(REQUIRED TASKS):
(a) Using the passage on the Walker circulation, say whether each statement agrees with it. (i) Based on observations since the mid-1800s, the paper reports a 3.5% slowdown in the Walker circulation. (ii) The simulations with only natural factors also showed the circulation slowing. (iii) The work was done at the University of Miami. Answer yes or no for each, and quote the words of the passage that decide it.
(b) In the passage on the Walker circulation, how many simulations did Vecchi and colleagues analyze, and what period did they cover?
(c) Retype the passage on the Walker circulation word for word from "Several theoretical studies" to "the atmospheric circulation.".

The Walker circulation, which spans almost half the circumference of Earth, pushes the Pacific Ocean’s trade winds from east to west, generates massive rains near Indonesia, and nourishes marine life across the equatorial Pacific and off the South American coast. Changes in the circulation, which varies in tandem with El Niño and La Niña events, can have far–reaching effects.

“The Walker circulation is fundamental to climate across the globe,” says Vecchi.

In their paper, “Weakening of Tropical Pacific Atmospheric Circulation Due to Anthropogenic Forcing,” the authors used observations as well as state-of-the-art computer climate model simulations to verify the slowdown and determine whether the cause is human-induced climate change. The work was performed at NOAA’s Geophysical Fluid Dynamics Laboratory (GFDL), where Vecchi is stationed through the UCAR Visiting Scientist Programs. His coauthors include Brian Soden (University of Miami) and the GFDL team of Andrew Wittenberg, Isaac Held, Ants Leetmaa, and Matthew Harrison.

Walker circulation

This diagram shows the Walker Circulation, a vast loop of air above the equatorial Pacific Ocean. See below for an alternate depiction. Click here or on the image to enlarge. (Illustration by Gabriel Vecchi, UCAR.)

The Walker circulation takes the shape of a loop with rising air in the western tropical Pacific, sinking air in the eastern tropical Pacific, west-to-east winds a few miles high, and east-to-west trade winds at the surface. The trade winds also steer ocean currents. Any drop in winds produces an even larger reduction in wind-forced ocean flow—roughly twice as much in percentage terms for both the observed and projected changes, says Vecchi.

“This could have important effects on ocean ecosystems,” Vecchi says. “The ocean currents driven by the trade winds supply vital nutrients to the near-surface ocean ecosystems across the equatorial Pacific, which is a major fishing region.”

Matching theory and observations

Several theoretical studies have shown that an increase in greenhouse gases should produce a weakening of the Walker circulation. As temperatures rise and more water evaporates from the ocean, water vapor in the lower atmosphere increases rapidly. But physical processes prevent precipitation from increasing as quickly as water vapor. Since the amount of water vapor brought to the upper atmosphere must remain in balance with precipitation, the rate at which moist air is brought from the lower to the upper atmosphere slows down to compensate. This leads to a slowing of the atmospheric circulation.

Based on observations since the mid-1800s, the paper reports a 3.5% slowdown in the Walker circulation, which corresponds closely to the number predicted by theory. To establish whether human-induced climate change is at work, Vecchi and colleagues analyzed 11 simulations using the latest version of the GFDL climate model spanning the period 1861 to 2000. Some of the simulations included the observed increase in greenhouse gases; others included just the natural climate-altering factors of volcanic eruptions and solar variations. Only the simulations that included an increase in greenhouse gases showed the Walker circulation slowing, and they did so at a rate consistent with the observations.

Based on the theoretical considerations, and extrapolating from their 1861–2000 analysis as well as from other simulations for the 21st century, the authors conclude that by 2100 the Walker circulation could slow by an additional 10%. This means the steering of ocean flow by trade winds could decrease by close to 20%.

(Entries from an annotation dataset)
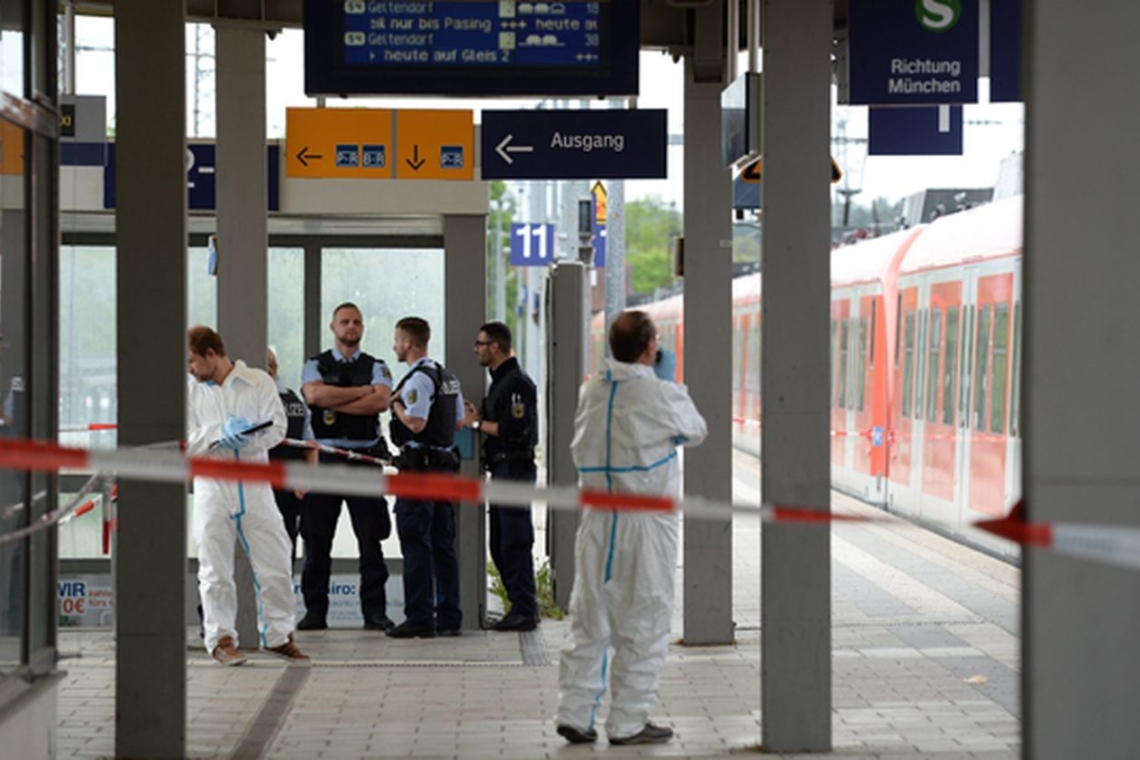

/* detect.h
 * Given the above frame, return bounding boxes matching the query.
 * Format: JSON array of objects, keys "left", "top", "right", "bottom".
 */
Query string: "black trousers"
[
  {"left": 301, "top": 455, "right": 392, "bottom": 619},
  {"left": 274, "top": 489, "right": 304, "bottom": 563},
  {"left": 490, "top": 460, "right": 538, "bottom": 618}
]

(CORRECT ANSWERS):
(a)
(i) Yes: "Based on observations since the mid-1800s, the paper reports a 3.5% slowdown in the Walker circulation"
(ii) No: "Only the simulations that included an increase in greenhouse gases showed the Walker circulation slowing"
(iii) No: "The work was performed at NOAA’s Geophysical Fluid Dynamics Laboratory (GFDL)"

(b) They analyzed 11 simulations covering the period 1861 to 2000.

(c)
Several theoretical studies have shown that an increase in greenhouse gases should produce a weakening of the Walker circulation. As temperatures rise and more water evaporates from the ocean, water vapor in the lower atmosphere increases rapidly. But physical processes prevent precipitation from increasing as quickly as water vapor. Since the amount of water vapor brought to the upper atmosphere must remain in balance with precipitation, the rate at which moist air is brought from the lower to the upper atmosphere slows down to compensate. This leads to a slowing of the atmospheric circulation.